Task to carry out>
Count the lines in the records below that contain the string "tornado", and reply with only that number.

** Begin **

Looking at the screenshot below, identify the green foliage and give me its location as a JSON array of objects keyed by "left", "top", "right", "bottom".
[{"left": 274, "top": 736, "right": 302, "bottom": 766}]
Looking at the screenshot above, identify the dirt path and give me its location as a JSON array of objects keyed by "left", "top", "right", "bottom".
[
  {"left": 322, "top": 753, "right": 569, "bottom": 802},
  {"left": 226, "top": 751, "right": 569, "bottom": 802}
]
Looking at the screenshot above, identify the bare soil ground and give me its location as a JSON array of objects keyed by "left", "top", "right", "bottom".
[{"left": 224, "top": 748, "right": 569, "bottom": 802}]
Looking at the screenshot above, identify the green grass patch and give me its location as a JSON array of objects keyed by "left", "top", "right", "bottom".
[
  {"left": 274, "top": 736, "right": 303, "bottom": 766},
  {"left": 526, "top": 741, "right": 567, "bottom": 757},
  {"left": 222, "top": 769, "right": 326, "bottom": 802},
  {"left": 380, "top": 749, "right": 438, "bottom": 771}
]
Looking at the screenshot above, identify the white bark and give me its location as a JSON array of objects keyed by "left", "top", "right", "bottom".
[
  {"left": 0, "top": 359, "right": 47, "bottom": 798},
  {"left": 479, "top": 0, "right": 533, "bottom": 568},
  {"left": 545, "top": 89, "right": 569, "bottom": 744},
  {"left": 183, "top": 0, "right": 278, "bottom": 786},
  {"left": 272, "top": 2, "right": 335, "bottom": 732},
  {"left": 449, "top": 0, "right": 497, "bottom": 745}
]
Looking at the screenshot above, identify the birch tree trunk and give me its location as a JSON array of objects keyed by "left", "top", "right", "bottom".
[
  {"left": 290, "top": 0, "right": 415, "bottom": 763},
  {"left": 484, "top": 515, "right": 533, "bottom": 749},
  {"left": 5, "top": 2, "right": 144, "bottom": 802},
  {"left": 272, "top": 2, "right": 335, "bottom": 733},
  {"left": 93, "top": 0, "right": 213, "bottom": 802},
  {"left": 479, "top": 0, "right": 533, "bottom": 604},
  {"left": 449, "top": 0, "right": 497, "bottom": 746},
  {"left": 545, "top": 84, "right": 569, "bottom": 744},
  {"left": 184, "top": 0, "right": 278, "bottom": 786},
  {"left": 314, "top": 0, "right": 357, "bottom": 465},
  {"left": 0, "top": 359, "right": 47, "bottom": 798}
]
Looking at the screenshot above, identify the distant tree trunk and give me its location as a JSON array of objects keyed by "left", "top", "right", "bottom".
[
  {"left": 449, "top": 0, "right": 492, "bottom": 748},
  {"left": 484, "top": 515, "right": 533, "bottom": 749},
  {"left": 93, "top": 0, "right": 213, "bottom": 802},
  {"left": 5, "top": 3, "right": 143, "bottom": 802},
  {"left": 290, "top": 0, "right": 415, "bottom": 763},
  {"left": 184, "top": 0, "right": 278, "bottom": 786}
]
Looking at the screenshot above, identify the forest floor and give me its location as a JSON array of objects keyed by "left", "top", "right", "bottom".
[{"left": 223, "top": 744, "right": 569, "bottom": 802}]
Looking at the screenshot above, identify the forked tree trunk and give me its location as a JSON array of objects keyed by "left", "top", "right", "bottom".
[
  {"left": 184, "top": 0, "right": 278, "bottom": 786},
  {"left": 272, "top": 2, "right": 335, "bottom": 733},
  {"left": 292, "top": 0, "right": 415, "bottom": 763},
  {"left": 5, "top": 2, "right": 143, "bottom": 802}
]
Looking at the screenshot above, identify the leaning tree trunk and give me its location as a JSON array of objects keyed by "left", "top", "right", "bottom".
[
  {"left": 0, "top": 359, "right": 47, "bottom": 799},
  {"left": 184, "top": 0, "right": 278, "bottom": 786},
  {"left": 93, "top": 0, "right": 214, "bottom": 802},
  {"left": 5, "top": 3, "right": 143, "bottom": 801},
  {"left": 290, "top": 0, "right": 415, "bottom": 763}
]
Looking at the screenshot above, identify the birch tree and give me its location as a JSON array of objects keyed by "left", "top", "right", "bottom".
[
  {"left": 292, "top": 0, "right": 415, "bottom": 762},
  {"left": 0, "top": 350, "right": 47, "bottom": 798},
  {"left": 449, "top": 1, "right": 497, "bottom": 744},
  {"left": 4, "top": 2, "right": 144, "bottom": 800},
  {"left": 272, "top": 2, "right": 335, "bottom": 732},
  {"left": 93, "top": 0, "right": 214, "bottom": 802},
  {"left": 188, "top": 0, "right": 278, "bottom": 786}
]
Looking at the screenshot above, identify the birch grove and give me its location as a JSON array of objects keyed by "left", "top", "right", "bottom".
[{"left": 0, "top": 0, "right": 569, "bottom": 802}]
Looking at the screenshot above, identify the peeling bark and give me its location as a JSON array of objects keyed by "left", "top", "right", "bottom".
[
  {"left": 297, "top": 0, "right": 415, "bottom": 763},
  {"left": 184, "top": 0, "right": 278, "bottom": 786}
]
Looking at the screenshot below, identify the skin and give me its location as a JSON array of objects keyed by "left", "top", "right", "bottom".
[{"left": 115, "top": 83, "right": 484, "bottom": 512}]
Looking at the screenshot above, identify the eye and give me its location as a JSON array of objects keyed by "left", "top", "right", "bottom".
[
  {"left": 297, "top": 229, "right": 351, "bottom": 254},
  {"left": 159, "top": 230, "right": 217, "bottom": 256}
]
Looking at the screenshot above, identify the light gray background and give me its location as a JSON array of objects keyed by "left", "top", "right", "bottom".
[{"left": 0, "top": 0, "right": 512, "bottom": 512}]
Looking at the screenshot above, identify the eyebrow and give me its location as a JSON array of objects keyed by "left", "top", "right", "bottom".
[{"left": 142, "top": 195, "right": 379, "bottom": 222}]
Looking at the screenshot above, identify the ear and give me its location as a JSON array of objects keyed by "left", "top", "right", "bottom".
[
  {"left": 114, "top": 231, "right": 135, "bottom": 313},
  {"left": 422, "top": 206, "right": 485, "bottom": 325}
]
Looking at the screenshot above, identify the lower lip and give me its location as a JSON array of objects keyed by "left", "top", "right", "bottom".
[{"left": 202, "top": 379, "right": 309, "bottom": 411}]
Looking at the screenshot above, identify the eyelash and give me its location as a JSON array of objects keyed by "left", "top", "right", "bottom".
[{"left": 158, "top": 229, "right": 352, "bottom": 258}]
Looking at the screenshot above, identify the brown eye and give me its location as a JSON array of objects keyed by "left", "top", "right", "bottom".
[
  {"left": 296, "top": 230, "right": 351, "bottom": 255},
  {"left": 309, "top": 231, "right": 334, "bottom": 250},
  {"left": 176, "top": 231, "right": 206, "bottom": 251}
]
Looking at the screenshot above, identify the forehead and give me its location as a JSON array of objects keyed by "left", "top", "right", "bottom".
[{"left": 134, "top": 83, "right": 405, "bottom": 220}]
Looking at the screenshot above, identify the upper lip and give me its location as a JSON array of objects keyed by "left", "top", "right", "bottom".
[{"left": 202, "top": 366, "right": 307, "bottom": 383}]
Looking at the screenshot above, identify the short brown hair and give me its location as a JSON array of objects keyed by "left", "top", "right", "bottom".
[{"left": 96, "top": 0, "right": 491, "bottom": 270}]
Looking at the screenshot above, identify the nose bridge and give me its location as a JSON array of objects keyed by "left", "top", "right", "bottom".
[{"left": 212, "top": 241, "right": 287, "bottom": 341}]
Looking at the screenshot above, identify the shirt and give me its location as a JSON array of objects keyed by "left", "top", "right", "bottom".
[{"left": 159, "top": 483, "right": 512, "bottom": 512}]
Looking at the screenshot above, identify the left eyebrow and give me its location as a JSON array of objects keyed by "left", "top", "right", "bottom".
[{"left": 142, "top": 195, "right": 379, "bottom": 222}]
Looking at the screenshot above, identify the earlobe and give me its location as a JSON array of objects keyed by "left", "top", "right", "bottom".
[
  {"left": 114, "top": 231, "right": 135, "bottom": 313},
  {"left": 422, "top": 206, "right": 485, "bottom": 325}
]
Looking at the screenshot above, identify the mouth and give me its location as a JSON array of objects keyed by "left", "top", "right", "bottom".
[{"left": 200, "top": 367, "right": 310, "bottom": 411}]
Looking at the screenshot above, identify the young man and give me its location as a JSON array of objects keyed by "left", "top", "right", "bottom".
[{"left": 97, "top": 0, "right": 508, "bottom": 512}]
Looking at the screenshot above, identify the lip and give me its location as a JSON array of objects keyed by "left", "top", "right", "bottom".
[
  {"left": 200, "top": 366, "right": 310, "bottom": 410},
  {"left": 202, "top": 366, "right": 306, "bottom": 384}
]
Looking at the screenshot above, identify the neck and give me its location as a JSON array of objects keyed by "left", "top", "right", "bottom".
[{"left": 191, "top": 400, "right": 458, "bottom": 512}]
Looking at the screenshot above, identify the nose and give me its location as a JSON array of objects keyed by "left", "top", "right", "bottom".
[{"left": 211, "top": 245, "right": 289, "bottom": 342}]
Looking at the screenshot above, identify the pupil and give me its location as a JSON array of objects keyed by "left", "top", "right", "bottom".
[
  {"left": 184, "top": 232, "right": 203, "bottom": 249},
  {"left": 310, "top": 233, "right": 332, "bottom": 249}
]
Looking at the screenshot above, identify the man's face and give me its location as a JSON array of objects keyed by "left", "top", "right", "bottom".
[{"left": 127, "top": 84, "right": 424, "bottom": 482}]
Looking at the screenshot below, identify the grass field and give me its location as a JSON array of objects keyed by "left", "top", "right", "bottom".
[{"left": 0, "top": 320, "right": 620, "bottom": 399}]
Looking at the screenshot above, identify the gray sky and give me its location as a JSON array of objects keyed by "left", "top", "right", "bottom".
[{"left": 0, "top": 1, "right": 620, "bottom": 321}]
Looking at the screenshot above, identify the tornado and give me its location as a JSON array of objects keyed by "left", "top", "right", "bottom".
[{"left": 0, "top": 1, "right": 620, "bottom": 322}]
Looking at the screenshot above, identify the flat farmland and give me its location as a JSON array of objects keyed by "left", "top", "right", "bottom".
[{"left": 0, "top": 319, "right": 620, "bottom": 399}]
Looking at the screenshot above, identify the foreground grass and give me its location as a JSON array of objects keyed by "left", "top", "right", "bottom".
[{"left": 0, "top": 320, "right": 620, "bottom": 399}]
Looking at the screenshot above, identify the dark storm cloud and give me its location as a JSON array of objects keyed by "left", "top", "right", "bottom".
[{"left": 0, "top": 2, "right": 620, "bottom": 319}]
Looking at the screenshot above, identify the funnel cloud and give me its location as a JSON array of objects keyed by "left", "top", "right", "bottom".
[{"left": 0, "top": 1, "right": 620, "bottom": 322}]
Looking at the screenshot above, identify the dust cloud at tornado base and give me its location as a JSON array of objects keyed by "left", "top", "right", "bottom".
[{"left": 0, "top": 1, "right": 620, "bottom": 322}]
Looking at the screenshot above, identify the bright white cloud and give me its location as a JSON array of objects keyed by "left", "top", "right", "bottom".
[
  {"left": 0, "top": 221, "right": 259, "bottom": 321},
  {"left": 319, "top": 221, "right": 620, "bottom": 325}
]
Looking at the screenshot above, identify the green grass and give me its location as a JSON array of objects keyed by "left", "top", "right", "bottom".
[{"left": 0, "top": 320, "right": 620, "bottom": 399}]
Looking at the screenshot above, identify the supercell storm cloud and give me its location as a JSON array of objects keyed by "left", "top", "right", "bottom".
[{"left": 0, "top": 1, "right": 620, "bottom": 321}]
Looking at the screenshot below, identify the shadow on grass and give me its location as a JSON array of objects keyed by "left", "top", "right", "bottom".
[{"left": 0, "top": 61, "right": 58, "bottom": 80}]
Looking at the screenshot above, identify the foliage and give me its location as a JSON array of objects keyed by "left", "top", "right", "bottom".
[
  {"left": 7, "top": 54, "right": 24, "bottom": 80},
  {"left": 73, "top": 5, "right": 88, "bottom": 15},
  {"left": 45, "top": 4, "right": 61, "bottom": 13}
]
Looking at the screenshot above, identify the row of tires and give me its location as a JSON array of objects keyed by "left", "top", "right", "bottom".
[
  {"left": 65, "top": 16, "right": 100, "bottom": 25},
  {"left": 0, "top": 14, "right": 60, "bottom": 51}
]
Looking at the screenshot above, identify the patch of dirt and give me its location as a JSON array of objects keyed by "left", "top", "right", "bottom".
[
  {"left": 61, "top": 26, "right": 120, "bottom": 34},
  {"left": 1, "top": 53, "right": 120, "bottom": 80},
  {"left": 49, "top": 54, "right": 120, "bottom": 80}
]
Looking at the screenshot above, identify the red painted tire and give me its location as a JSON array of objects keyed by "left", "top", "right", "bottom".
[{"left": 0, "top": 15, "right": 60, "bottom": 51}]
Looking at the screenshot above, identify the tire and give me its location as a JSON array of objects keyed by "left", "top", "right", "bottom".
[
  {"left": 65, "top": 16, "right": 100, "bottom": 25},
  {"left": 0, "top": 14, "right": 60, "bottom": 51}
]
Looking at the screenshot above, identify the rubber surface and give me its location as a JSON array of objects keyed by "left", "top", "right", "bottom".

** End **

Exercise response>
2